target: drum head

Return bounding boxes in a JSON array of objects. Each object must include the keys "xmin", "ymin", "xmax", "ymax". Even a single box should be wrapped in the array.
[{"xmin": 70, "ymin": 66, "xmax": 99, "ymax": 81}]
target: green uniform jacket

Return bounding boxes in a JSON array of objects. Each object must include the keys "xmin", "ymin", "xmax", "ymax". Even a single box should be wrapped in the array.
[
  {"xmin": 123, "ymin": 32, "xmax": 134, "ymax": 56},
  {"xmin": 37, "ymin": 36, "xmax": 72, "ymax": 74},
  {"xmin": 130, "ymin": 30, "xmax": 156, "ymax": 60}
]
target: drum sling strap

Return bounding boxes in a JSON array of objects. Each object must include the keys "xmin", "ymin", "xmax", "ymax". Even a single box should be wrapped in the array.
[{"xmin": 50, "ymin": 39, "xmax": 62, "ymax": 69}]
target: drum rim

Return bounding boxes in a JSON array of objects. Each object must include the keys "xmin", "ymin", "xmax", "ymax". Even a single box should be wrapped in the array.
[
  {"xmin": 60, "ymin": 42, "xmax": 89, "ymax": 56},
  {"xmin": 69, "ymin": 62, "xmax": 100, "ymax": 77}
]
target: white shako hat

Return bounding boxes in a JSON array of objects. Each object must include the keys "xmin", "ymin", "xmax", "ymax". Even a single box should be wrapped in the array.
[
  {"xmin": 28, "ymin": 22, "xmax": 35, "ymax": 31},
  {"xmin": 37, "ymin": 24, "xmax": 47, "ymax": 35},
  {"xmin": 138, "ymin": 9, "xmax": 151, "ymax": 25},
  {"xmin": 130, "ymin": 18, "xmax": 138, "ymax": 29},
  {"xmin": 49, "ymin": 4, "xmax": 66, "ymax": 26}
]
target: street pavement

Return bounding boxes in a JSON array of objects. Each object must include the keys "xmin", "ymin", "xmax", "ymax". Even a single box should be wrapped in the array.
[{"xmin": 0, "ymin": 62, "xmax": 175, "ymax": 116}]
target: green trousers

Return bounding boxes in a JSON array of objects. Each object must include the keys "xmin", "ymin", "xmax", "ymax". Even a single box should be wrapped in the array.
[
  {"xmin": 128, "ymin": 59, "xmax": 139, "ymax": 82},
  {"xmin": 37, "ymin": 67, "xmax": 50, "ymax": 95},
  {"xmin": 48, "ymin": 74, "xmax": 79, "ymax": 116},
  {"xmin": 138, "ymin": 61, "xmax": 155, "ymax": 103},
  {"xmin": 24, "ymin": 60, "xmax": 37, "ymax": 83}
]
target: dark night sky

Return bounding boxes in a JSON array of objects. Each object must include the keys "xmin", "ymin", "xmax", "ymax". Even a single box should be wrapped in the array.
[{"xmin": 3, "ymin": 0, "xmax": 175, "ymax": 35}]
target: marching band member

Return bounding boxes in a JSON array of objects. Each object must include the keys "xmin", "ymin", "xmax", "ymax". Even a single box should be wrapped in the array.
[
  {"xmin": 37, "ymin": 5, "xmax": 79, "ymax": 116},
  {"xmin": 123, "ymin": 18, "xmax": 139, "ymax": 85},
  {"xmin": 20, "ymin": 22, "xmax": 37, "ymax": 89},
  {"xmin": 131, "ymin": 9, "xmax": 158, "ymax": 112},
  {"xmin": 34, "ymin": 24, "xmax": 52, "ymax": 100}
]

> **Problem requirements**:
Return every line of the records above that contains the word "drum".

> **The completed task**:
target: drum head
target: drum sling strap
target: drum rim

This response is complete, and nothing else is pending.